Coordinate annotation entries
* start *
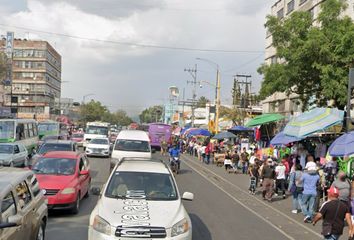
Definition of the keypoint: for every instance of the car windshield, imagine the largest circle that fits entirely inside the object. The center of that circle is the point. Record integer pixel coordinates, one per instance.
(145, 185)
(97, 130)
(132, 145)
(50, 147)
(43, 127)
(6, 149)
(77, 135)
(55, 166)
(99, 141)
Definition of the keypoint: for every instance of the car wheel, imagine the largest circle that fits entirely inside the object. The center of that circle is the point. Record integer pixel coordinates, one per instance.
(41, 231)
(76, 207)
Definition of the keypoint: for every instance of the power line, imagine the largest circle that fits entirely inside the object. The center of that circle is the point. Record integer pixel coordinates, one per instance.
(132, 43)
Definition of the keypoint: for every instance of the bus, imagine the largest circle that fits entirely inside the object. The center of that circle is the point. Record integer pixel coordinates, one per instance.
(159, 132)
(24, 131)
(94, 130)
(52, 128)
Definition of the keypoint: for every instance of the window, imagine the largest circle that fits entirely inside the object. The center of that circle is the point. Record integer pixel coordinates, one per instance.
(280, 13)
(291, 6)
(8, 206)
(23, 194)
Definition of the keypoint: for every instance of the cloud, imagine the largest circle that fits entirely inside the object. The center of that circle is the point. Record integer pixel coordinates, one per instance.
(131, 77)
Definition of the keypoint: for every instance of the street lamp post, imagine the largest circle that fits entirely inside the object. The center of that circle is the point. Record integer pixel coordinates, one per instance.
(87, 95)
(217, 92)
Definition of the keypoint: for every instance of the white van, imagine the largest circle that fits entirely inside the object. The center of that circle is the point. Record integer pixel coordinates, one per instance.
(131, 143)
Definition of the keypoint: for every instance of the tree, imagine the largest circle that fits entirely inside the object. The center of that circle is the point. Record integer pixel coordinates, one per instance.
(315, 58)
(202, 101)
(151, 114)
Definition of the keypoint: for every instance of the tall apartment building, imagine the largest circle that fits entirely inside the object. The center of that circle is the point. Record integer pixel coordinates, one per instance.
(280, 102)
(284, 8)
(36, 77)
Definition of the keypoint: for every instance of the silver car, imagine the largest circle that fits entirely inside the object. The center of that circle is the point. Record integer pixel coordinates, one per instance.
(13, 155)
(24, 213)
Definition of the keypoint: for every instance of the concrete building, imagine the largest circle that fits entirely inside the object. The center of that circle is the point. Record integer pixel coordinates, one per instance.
(284, 8)
(36, 81)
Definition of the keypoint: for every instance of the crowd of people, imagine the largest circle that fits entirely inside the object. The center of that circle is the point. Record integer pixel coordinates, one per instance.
(318, 190)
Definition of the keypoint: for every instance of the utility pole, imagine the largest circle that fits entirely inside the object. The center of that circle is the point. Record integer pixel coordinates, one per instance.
(245, 98)
(193, 73)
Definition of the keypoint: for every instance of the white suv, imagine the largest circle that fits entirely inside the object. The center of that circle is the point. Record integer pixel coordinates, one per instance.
(140, 200)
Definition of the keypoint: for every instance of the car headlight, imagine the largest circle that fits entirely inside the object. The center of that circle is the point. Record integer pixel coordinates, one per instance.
(180, 228)
(68, 191)
(101, 225)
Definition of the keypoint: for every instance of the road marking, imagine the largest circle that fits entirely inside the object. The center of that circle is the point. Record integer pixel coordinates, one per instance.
(240, 189)
(243, 205)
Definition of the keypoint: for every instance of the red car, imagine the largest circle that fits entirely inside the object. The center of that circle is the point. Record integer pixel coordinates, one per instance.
(78, 137)
(64, 178)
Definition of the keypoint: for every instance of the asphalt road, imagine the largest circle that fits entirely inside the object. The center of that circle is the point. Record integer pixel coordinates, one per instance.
(222, 208)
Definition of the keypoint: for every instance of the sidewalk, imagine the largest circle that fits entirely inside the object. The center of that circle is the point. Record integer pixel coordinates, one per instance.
(279, 211)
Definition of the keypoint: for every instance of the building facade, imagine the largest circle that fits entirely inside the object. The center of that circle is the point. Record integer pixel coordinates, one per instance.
(284, 8)
(36, 79)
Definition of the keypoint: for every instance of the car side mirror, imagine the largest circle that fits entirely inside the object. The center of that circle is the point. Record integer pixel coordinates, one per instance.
(84, 172)
(96, 191)
(188, 196)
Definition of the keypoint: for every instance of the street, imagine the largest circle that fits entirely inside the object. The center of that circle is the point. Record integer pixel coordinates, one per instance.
(222, 207)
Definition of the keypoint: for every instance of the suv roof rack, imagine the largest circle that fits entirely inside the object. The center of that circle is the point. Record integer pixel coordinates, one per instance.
(127, 159)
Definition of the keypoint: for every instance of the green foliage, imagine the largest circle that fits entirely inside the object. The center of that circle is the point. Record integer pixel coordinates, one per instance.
(95, 111)
(315, 56)
(151, 114)
(202, 101)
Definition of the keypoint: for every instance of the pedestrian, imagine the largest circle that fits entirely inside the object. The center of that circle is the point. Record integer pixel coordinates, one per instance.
(244, 160)
(254, 175)
(344, 187)
(296, 188)
(267, 176)
(333, 212)
(280, 171)
(309, 179)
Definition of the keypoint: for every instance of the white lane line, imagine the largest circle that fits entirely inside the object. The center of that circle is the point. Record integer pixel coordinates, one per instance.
(243, 205)
(267, 205)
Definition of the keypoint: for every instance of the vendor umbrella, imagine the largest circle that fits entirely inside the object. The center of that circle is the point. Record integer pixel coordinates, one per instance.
(342, 146)
(282, 139)
(240, 129)
(199, 132)
(264, 118)
(312, 121)
(224, 135)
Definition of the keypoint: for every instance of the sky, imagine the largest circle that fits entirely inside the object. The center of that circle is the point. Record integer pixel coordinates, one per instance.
(129, 52)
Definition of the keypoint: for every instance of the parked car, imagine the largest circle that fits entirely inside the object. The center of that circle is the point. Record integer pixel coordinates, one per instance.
(24, 213)
(140, 199)
(78, 138)
(13, 155)
(65, 179)
(50, 137)
(98, 147)
(54, 145)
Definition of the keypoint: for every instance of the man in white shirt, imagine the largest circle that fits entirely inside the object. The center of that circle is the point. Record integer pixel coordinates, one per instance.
(280, 178)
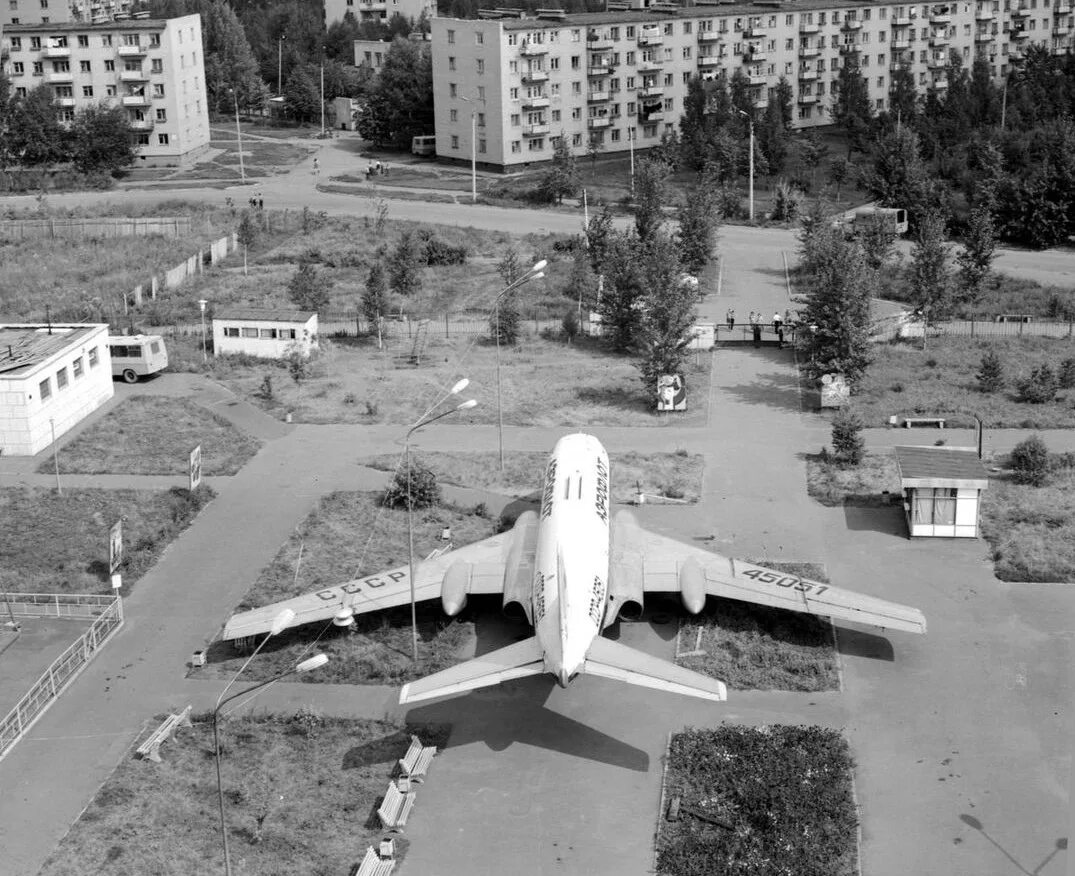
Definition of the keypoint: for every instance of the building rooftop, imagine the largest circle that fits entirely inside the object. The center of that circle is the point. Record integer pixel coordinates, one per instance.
(264, 315)
(25, 346)
(941, 467)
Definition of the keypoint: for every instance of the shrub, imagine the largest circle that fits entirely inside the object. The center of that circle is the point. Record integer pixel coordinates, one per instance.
(1066, 375)
(848, 446)
(1030, 461)
(1040, 387)
(991, 373)
(425, 491)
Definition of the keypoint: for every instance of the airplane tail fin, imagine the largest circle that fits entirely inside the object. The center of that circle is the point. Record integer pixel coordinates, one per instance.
(612, 660)
(514, 661)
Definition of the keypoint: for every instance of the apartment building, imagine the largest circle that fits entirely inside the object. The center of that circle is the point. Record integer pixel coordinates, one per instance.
(375, 10)
(152, 68)
(616, 77)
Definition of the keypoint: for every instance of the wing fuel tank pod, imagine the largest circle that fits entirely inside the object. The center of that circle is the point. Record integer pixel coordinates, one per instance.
(625, 571)
(692, 585)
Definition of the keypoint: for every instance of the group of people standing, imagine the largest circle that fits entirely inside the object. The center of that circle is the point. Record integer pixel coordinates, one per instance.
(756, 324)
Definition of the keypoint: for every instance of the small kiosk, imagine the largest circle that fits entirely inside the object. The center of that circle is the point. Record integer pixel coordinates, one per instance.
(942, 490)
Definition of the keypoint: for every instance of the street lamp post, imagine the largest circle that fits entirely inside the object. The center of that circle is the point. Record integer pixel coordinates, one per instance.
(201, 305)
(749, 121)
(425, 419)
(534, 273)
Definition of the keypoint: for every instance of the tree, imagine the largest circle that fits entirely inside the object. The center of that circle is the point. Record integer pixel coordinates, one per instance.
(837, 310)
(309, 288)
(698, 228)
(851, 109)
(930, 279)
(400, 101)
(405, 263)
(561, 178)
(976, 257)
(101, 140)
(650, 184)
(668, 314)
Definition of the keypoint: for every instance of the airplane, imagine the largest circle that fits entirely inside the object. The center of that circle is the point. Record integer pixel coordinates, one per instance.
(572, 571)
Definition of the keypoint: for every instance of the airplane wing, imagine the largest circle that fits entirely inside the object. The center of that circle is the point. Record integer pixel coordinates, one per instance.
(513, 661)
(486, 561)
(668, 564)
(612, 660)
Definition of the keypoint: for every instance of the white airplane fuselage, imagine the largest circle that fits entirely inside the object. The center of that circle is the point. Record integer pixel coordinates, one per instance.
(571, 566)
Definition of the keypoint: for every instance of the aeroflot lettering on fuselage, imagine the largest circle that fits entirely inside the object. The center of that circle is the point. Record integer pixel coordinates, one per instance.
(350, 588)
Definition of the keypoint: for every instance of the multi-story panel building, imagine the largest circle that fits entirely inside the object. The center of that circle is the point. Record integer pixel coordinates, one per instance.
(374, 10)
(618, 76)
(152, 68)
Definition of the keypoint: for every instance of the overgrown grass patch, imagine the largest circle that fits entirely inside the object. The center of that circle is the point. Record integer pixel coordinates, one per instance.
(61, 542)
(874, 483)
(676, 475)
(756, 647)
(783, 798)
(301, 793)
(151, 434)
(348, 535)
(904, 379)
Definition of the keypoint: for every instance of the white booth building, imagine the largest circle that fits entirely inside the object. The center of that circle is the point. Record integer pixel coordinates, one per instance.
(267, 333)
(51, 378)
(942, 490)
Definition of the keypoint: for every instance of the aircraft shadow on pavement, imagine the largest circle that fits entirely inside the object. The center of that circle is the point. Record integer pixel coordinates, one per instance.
(514, 714)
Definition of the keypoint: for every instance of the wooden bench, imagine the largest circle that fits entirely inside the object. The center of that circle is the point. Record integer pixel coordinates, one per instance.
(151, 748)
(415, 763)
(396, 807)
(373, 864)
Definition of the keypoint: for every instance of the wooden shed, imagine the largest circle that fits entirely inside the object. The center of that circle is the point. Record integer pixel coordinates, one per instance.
(942, 490)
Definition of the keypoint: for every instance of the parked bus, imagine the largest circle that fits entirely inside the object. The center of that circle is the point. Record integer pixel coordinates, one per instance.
(424, 145)
(135, 356)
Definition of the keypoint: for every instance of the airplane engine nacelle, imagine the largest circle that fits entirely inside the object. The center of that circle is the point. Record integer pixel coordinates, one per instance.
(519, 568)
(692, 586)
(455, 587)
(626, 593)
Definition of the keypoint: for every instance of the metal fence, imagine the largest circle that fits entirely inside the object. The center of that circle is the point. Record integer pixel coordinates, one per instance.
(109, 614)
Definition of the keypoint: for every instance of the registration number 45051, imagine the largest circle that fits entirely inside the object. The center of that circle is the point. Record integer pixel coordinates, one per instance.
(764, 576)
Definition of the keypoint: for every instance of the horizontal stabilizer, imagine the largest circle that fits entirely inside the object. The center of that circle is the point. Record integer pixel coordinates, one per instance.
(612, 660)
(514, 661)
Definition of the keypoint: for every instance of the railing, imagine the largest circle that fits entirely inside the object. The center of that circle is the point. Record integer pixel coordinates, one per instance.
(109, 613)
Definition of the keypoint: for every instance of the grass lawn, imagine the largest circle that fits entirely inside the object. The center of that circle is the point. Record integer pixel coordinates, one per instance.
(544, 383)
(756, 647)
(349, 534)
(301, 794)
(778, 793)
(677, 475)
(61, 543)
(905, 379)
(131, 440)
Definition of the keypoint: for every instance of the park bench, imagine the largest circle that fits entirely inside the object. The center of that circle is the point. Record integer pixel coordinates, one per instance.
(396, 807)
(373, 864)
(415, 763)
(151, 748)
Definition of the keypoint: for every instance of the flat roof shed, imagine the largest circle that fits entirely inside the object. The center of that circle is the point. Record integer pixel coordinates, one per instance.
(942, 490)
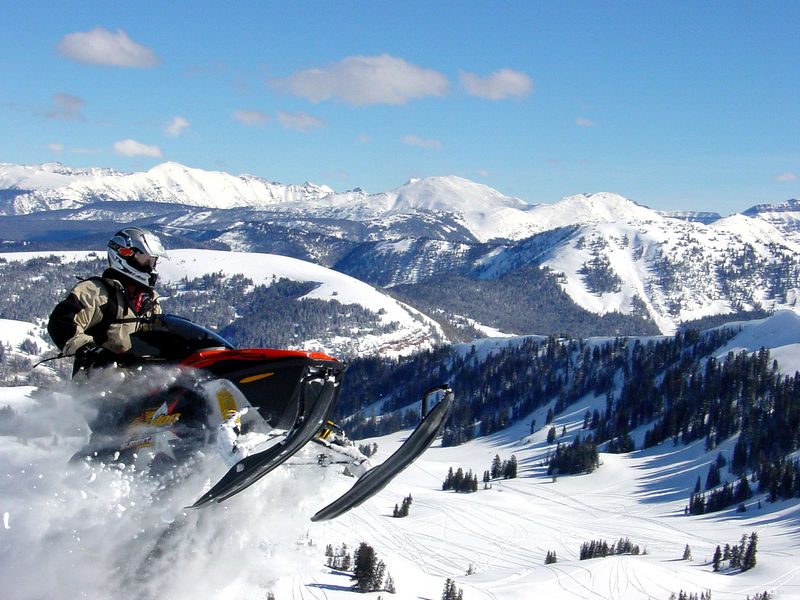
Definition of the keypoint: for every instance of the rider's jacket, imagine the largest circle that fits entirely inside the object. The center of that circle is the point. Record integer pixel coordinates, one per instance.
(105, 310)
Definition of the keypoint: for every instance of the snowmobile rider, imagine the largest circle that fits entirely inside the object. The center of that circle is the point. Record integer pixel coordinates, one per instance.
(94, 322)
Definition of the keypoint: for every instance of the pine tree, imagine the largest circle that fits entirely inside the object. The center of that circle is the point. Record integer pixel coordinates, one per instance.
(496, 466)
(717, 559)
(365, 569)
(749, 558)
(450, 591)
(551, 435)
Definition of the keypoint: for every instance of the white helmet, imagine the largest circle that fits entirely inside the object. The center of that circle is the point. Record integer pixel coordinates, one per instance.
(134, 252)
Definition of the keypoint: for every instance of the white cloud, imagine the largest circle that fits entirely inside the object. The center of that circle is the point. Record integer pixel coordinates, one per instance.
(505, 83)
(786, 177)
(67, 107)
(86, 150)
(133, 148)
(364, 80)
(101, 47)
(413, 140)
(176, 126)
(300, 121)
(251, 118)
* end *
WRITTEN INSTRUCTION -
Exactly and only the lines from the one containing "white helmet, imagine" through the end of the material are to be reproduced, both ends included.

WRITTEN RESPONSE -
Definition of the keypoint: for every instance of the white helmet, imagine the largest circle that fits entirely inside the object. The center of that circle is the point. Record integer pixel coordinates, one per instance.
(134, 252)
Definition of the keypoint: for every instance of the white cloud, imagine the largest circle that fits entirely inside the object. The center of that circle is the point. Record integer pixel coordinates, one per instance.
(505, 83)
(786, 177)
(67, 107)
(86, 150)
(133, 148)
(364, 80)
(101, 47)
(413, 140)
(176, 126)
(300, 121)
(251, 118)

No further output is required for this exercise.